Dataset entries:

--- Start ---

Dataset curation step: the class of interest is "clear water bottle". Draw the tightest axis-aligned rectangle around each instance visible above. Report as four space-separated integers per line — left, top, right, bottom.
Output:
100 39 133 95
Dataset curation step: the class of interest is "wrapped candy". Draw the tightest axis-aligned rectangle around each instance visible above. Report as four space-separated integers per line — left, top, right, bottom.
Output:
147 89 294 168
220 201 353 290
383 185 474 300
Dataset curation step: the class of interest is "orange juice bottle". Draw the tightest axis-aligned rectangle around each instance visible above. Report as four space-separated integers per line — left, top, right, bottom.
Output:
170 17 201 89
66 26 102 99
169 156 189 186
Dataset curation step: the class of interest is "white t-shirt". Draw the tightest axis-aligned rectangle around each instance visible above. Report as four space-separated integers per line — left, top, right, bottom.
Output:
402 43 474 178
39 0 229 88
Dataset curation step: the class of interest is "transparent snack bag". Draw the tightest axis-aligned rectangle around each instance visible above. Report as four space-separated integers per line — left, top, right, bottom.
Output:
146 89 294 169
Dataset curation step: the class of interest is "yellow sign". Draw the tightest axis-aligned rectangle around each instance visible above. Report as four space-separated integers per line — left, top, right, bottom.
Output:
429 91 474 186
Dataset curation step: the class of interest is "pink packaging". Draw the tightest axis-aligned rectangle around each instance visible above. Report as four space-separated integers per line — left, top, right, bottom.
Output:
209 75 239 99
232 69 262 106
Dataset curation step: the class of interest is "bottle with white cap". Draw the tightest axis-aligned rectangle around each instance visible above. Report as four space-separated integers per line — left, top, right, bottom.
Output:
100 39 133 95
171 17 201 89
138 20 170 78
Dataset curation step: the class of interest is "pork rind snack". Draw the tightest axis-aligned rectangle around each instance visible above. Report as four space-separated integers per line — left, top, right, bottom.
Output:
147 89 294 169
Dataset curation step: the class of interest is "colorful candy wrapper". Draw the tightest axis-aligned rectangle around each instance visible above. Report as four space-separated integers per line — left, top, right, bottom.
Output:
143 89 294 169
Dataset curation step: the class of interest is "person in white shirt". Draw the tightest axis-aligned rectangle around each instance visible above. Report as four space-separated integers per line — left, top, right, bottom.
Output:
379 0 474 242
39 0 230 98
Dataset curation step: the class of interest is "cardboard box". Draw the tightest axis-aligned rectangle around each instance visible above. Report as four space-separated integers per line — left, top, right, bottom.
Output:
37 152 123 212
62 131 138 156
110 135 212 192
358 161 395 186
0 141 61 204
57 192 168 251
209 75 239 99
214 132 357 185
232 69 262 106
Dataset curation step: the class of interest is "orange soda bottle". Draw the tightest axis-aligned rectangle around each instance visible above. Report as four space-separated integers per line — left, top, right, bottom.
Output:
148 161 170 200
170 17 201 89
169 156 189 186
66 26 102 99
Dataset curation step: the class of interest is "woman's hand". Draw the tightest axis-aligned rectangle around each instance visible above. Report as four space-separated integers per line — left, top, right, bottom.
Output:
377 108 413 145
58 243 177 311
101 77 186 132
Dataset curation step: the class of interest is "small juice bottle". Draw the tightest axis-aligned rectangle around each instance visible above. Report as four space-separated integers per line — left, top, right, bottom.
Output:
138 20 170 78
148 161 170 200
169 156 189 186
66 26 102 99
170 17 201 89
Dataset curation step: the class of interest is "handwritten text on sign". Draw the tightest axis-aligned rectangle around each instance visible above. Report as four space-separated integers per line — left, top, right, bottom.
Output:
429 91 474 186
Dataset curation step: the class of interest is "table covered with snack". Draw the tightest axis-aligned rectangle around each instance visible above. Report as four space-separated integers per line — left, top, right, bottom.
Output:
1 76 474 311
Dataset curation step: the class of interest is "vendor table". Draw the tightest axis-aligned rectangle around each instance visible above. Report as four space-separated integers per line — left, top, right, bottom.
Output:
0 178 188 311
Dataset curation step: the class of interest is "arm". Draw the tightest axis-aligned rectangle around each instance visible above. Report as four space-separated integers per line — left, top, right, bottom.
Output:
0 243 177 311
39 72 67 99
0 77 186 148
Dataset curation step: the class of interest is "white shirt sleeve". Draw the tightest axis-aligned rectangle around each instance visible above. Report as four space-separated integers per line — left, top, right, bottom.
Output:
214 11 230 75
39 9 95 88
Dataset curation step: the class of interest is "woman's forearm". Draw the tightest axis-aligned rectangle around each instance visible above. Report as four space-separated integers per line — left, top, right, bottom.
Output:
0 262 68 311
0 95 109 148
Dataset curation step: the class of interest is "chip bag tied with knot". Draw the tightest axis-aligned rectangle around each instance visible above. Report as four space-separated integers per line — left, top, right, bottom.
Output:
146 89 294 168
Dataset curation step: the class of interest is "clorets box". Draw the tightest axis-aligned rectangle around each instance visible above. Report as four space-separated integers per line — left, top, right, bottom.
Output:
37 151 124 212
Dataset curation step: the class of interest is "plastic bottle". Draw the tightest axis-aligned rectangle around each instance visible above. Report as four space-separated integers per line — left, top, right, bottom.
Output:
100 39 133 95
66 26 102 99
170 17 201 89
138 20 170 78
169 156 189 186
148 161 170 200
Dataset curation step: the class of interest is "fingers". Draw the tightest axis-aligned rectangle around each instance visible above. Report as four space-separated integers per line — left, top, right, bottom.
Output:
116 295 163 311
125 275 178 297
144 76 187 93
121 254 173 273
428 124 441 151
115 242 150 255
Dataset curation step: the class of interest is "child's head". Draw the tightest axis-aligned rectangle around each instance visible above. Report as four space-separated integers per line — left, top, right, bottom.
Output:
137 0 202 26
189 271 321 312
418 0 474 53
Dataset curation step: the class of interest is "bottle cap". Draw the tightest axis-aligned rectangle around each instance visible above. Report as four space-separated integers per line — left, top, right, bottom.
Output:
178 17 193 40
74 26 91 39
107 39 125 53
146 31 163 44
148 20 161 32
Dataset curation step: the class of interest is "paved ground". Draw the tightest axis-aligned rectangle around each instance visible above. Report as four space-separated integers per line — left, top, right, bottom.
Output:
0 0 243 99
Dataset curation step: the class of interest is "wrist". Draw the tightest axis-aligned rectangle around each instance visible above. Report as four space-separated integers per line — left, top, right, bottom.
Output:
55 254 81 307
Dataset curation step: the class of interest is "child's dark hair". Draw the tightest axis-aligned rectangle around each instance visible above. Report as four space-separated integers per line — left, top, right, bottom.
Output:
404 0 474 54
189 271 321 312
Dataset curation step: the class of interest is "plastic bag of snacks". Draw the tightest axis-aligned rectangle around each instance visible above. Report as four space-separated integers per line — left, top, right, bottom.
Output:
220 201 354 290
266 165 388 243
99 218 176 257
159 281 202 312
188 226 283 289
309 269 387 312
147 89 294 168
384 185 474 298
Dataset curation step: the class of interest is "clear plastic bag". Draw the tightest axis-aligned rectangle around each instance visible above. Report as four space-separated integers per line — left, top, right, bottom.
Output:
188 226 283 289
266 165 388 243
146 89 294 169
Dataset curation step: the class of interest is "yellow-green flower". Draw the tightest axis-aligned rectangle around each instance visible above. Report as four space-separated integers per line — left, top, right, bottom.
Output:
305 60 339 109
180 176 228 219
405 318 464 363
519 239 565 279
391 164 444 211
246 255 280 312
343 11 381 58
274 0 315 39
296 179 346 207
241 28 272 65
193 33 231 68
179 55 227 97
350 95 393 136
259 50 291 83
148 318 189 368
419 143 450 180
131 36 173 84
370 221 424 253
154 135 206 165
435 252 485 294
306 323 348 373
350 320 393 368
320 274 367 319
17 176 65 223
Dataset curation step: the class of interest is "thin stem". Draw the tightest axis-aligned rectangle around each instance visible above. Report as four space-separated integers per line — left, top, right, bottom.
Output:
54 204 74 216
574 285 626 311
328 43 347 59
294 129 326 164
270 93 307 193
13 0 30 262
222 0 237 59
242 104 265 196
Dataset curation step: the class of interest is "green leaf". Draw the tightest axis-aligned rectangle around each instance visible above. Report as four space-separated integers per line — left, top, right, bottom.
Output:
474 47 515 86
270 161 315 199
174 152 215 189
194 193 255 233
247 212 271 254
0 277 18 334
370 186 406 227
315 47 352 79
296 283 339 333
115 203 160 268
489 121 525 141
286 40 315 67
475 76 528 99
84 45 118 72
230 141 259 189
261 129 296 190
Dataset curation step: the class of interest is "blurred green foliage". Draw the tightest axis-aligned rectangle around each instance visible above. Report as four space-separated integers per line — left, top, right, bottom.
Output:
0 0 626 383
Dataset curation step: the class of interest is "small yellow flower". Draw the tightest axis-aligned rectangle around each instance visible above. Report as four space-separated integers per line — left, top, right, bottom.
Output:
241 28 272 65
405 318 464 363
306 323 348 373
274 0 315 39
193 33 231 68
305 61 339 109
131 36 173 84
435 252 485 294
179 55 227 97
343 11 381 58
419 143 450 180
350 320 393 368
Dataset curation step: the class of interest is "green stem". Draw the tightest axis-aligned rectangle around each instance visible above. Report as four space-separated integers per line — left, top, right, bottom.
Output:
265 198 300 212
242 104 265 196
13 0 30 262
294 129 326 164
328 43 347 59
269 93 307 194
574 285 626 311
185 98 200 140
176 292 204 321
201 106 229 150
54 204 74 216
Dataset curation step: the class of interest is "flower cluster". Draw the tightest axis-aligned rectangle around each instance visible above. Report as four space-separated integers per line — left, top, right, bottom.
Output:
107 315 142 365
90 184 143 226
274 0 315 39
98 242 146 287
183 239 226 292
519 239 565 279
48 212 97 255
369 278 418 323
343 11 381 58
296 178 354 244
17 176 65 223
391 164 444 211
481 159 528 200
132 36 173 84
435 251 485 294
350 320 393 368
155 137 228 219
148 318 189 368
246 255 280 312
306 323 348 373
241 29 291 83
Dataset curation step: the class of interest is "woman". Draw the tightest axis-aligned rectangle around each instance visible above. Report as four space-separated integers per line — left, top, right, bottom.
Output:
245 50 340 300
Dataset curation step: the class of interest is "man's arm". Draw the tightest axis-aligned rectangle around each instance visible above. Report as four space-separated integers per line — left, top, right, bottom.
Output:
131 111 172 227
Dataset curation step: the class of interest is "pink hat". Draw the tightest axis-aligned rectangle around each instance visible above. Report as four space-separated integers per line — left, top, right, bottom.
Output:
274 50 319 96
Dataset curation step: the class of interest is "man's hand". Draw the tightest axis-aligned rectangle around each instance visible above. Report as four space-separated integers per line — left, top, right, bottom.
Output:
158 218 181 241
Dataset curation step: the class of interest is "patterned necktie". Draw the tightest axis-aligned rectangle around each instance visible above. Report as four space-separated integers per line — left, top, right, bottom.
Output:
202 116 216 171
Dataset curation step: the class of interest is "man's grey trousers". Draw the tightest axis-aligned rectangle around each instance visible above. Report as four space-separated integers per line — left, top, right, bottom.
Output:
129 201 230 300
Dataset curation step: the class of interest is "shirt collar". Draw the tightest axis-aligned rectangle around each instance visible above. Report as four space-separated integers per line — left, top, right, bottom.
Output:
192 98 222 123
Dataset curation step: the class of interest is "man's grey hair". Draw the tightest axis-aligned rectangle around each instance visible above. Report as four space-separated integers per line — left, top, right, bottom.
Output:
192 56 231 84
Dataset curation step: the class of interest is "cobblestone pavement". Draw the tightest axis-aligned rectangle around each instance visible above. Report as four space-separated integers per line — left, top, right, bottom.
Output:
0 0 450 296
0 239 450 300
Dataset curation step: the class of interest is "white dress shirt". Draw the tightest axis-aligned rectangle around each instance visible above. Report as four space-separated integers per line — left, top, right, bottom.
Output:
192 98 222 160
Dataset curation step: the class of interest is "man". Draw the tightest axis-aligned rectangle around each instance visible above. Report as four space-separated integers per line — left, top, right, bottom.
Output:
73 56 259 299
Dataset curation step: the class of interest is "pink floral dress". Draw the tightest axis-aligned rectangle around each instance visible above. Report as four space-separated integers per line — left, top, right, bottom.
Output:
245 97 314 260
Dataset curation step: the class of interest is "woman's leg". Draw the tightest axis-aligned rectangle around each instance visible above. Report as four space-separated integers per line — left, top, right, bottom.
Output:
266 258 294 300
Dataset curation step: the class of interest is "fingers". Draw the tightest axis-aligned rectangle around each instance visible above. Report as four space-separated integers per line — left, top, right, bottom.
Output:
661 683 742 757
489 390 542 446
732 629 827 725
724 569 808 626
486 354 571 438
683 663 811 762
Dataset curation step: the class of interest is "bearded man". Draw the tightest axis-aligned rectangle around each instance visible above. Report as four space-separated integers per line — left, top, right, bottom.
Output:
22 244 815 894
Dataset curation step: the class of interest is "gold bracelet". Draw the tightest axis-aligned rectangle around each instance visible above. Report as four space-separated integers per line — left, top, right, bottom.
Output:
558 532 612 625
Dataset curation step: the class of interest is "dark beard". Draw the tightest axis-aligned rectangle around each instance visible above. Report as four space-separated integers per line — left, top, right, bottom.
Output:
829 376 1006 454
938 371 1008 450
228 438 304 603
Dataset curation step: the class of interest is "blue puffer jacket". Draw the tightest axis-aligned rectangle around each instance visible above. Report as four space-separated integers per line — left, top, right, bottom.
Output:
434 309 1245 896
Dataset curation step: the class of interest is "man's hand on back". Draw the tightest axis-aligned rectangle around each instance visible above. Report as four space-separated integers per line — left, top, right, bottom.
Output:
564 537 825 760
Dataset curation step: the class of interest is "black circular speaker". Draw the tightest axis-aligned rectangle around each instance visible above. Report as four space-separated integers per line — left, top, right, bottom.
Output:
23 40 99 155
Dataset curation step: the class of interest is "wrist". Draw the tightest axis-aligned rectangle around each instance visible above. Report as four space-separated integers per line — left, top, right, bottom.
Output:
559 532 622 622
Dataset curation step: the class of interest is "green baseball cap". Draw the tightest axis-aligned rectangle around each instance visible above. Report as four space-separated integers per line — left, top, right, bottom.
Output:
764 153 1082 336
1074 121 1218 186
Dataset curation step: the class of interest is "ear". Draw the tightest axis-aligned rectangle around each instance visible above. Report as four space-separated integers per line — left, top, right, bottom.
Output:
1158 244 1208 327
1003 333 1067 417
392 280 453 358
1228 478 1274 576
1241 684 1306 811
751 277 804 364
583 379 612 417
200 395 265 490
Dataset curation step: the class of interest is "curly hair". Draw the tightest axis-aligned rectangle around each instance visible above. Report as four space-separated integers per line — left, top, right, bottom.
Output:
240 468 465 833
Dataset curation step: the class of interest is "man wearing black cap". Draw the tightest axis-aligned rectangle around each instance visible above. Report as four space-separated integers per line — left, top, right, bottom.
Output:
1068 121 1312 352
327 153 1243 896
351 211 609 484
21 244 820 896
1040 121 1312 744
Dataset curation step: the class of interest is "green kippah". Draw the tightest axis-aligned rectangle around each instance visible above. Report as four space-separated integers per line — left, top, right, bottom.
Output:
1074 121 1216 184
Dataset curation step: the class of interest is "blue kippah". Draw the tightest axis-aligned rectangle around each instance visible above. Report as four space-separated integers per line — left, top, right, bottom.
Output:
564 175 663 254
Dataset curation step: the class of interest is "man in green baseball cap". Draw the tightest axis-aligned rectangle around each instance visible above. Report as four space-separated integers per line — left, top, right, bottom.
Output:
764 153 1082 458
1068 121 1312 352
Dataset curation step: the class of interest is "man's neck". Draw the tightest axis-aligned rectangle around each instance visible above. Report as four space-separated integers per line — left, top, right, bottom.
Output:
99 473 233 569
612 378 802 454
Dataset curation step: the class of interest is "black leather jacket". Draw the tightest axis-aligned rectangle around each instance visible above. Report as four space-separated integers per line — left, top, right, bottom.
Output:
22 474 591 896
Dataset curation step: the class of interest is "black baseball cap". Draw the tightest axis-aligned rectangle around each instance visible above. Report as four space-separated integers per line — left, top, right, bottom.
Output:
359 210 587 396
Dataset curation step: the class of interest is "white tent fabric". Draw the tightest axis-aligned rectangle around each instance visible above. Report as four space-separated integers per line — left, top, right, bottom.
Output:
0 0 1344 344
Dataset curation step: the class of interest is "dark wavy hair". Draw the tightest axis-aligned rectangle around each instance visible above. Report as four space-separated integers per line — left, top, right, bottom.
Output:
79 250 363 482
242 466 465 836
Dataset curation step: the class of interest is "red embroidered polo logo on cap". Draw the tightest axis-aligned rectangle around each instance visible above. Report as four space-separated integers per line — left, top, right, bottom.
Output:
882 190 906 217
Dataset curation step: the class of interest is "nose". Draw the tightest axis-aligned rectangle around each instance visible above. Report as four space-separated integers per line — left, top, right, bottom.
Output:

--- End ---

TASK STATEMENT:
Rewrite the records from the very start up to and including the line that contains "147 89 294 169", changing every "tightest" to "smallest" and keeping everything else the same.

ANSWER TO THIS PROBLEM:
Dataset curation step: the class of interest is "clear water bottle". Draw the smallest axis-aligned rectangle around each instance visible above. Report as four space-separated integers per line — left, top, right, bottom.
Output:
100 39 133 95
Dataset curation step: the class of interest is "wrapped candy". Draw the smallest axis-aligned rectangle around each instance visible above. Report as four space-separated integers per line — left, top, right, bottom.
Output:
147 89 294 168
220 201 353 290
383 185 474 300
Dataset curation step: the class of interest is "orange juice bottle". Draw the smallest axis-aligned rectangle around each instance visible above. Report as four space-separated integers per line — left, top, right, bottom.
Output:
170 17 201 89
66 26 102 99
169 156 189 186
Dataset curation step: the class of interest is "white t-shirt". Draw the smallest axis-aligned rectangle around each instance visible above. Report as four space-separated integers per line — left, top, right, bottom.
Output:
402 43 474 178
39 0 229 88
Dataset curation step: the class of interest is "transparent snack bag". Draw the smallest axis-aligned rectangle around each instance visible above. Report as four space-separated integers per line — left, top, right, bottom.
Output:
146 89 294 169
Dataset curation step: the class of interest is "yellow sign". Draw the smallest axis-aligned rectangle around each instance visible above. Report as four space-separated integers per line — left, top, right, bottom.
Output:
429 91 474 186
Dataset curation step: the class of interest is "pink packaging". Draw the smallest axis-aligned rectangle around each instance visible above. Report as four space-separated integers per line — left, top, right, bottom.
Output:
209 75 239 99
232 69 262 106
Dataset curation step: the class of interest is "bottle with white cap". Draw the smallest axis-aligned rectangle around each instance visible above. Report as four space-separated integers per line — left, top, right, bottom.
Output:
100 39 133 95
171 17 201 89
138 20 170 78
Dataset curation step: the class of interest is "pork rind snack". Draw the smallest axis-aligned rectangle around each instance visible above. Report as four space-separated integers per line — left, top, right, bottom.
Output:
147 89 294 169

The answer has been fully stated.